SET EXERCISE:
Pull out each line in the entries below that contains the word "task", and copy it in full.

MATERIAL:
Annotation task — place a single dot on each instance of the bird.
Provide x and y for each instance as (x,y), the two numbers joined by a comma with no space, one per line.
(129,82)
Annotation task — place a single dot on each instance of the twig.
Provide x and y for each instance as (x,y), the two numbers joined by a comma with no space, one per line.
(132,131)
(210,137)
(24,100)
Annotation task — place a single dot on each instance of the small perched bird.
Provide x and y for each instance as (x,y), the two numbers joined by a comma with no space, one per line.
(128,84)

--

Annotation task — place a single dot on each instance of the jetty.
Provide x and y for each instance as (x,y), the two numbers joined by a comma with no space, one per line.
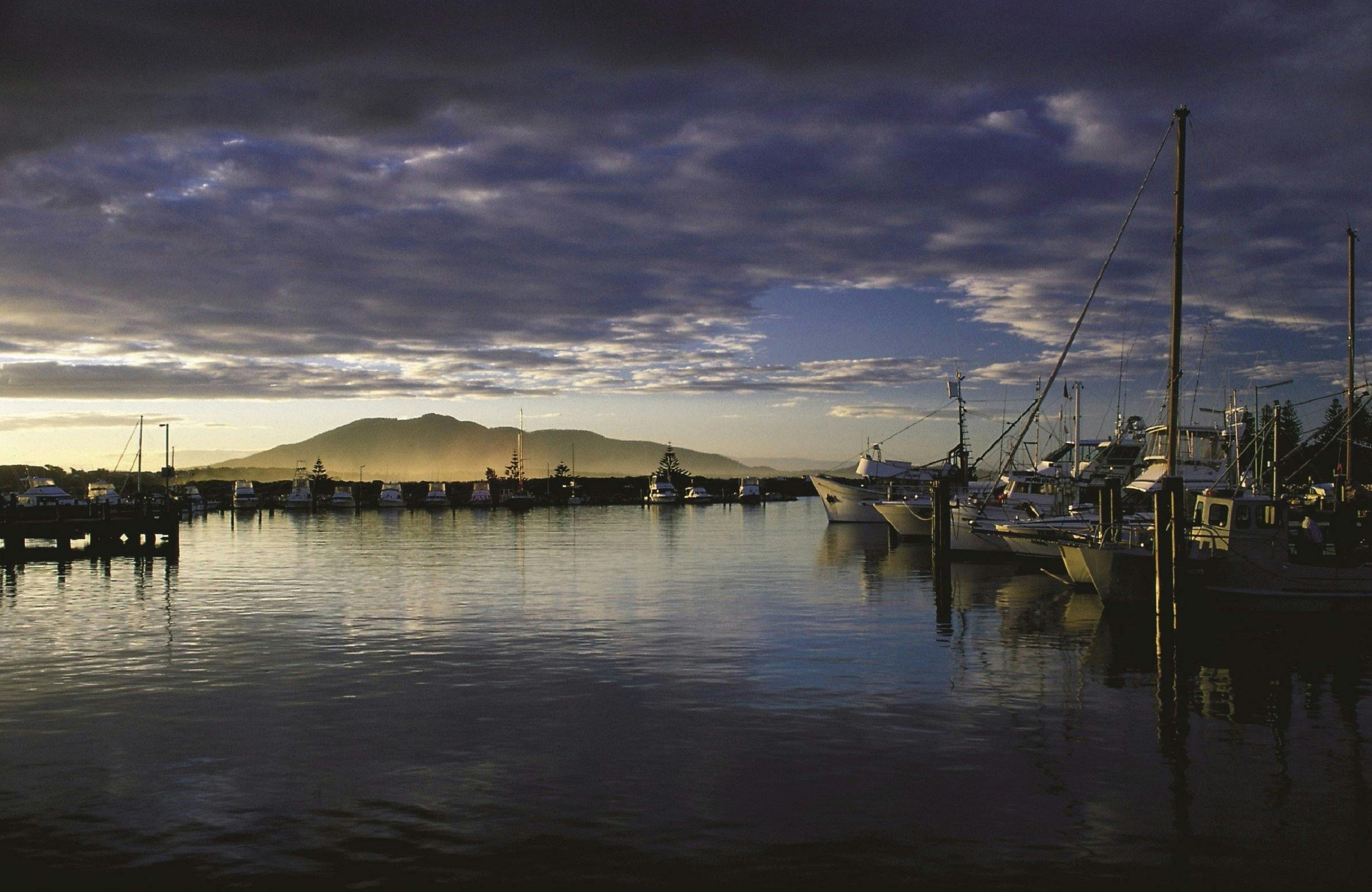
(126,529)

* * *

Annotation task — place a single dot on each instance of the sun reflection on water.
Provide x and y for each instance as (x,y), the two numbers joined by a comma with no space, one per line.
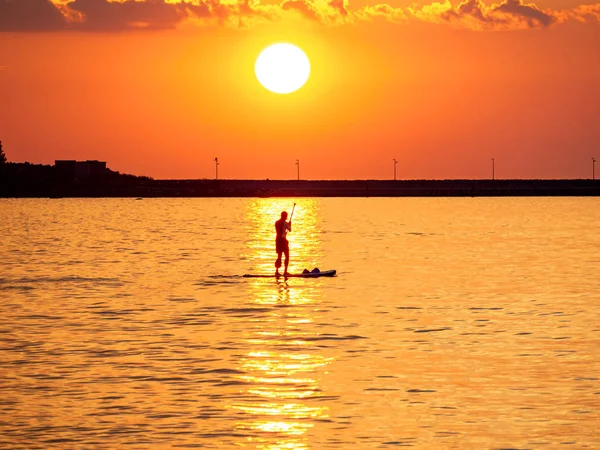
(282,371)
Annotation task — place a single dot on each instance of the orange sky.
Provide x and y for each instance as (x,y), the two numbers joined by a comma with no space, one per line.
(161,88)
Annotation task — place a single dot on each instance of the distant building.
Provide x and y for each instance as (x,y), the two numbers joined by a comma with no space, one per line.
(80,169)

WRITTEN RESPONSE:
Annotation task — place a single dot on each instance of the bird.
Annotation task — place a single dot on each instance of the twig.
Annotation task — place a single dot on each instance of the small perched bird.
Annotation task — place a single dot on each instance of the jetty.
Annotation task — place a single dot on each instance of the sun reflection on water.
Annotation task — place a single dot on each instance of the orange sky.
Annotation task — place a single dot on each instance of the distant building.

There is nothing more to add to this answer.